- _Your assignment_:
Reproduce precisely the lines of the listing below, starting with the line that contains "TARGET = bar stool" and stopping after the line that contains "TARGET = candle-style light bulb"; include nothing else.

- _Entries supplied_:

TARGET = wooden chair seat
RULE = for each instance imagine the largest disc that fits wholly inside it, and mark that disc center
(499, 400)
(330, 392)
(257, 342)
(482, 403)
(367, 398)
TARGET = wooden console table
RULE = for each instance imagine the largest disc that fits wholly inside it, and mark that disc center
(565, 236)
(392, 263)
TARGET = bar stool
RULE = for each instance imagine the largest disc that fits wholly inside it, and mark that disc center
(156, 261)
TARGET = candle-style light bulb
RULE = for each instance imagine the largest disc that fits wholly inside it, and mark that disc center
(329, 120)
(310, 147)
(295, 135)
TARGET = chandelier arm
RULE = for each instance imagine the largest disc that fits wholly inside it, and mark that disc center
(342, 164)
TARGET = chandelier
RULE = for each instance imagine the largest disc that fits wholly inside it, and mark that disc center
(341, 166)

- _Expected answer_:
TARGET = bar stool
RULE = for each instance imagine the largest disc that fits wholly inside it, and mark that disc center
(156, 261)
TARGET = candle-style light bulb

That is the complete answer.